Records:
++++++++

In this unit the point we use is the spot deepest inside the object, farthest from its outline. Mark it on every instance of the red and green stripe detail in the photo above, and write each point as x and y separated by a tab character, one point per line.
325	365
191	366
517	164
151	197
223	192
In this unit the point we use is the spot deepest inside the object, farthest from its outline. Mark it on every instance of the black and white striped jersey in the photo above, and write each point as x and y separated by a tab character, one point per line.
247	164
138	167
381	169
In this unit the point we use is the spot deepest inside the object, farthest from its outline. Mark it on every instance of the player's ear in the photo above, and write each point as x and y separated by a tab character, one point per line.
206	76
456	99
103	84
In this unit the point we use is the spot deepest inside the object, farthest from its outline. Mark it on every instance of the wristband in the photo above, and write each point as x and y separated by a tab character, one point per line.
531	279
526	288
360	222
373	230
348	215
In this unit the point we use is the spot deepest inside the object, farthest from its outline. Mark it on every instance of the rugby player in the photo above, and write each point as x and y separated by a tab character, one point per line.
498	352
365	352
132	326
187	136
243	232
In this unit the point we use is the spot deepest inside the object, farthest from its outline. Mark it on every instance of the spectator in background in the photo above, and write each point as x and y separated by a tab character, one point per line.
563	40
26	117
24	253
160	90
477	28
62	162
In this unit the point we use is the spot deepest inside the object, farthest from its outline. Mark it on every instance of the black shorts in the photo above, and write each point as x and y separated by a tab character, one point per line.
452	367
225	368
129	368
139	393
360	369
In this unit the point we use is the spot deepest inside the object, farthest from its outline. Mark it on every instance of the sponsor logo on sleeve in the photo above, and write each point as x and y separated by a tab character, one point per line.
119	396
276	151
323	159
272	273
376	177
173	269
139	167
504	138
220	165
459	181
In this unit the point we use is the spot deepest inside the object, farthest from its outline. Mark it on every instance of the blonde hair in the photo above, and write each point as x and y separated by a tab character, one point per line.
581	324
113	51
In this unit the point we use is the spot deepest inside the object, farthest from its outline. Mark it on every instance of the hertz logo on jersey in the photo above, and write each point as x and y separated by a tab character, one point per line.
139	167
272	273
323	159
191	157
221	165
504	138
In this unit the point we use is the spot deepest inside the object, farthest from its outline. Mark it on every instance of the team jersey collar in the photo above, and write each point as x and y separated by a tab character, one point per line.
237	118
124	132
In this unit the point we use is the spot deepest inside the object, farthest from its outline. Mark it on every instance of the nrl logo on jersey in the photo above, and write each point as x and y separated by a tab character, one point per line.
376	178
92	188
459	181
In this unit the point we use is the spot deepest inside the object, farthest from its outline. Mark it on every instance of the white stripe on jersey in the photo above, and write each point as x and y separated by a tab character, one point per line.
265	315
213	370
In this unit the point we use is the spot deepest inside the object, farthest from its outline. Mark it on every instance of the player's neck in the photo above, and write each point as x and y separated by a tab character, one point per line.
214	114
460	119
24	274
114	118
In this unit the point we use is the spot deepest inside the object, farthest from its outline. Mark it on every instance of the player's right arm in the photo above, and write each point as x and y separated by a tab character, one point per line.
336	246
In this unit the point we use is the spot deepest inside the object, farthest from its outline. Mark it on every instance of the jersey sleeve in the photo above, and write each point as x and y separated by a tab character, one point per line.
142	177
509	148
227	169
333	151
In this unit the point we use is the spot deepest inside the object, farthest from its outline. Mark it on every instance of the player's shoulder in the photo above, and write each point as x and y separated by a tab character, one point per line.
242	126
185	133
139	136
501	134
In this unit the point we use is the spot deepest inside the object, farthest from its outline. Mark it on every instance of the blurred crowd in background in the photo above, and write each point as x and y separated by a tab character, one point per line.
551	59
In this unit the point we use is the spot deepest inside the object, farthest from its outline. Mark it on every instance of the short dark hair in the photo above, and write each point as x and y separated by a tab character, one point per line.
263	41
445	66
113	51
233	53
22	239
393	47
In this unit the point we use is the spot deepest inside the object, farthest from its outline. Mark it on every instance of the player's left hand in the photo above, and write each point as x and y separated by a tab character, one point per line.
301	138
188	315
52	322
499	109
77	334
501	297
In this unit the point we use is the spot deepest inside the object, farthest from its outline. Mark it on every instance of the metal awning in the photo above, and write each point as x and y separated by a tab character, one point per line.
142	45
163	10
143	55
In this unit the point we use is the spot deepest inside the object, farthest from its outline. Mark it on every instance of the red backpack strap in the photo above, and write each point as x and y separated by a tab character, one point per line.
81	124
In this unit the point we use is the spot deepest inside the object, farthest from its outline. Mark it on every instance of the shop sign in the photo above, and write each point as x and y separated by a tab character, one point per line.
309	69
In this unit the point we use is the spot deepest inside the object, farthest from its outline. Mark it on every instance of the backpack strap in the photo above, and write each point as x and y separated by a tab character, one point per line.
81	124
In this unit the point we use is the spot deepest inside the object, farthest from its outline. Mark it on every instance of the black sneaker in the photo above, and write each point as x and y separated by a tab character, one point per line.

++++++++

:: WHAT YOU SHOULD DO ::
Write out only the final block of lines, starting at the line with "the player's left" and running to the end of the material.

:: EXERCISE RESULT ::
In this unit the point we use is the spot deepest inside the object, farthest from its outline. Mark it on every instance of the player's left hand in the photo above, and write each point as x and y separated by a tab character, one point per line.
301	138
188	315
52	322
499	109
77	334
501	297
In this unit the point we use is the spot deepest inside the object, farthest from its outline. Mark it on every instance of the metal awning in the photo above, and write each point as x and y separated by a tab character, one point per line.
142	45
163	10
143	55
In this unit the point we use is the spot deepest inside the object, farthest from its outline. Mark it on every instance of the red backpack strap in the photo above, and write each point as x and y separated by a tab character, one point per line.
81	124
In this unit the point we use is the spot deepest inside the object, farthest from its outline. Mark it on every instance of the shop sign in the photo above, and write each point as x and y separated by a tab character, one point per line.
309	69
In this unit the point we use is the spot deepest inside the object, farthest from its outline. Mark it on every instance of the backpack strap in the photo above, and write each point as x and y separated by a tab character, one point per line.
81	124
In this unit the point we use is the spot deepest inside the object, farthest from its outline. Mark it on every instance of the black sneaker in the photo above, and write each point as x and y separated by a tab character, one point per line.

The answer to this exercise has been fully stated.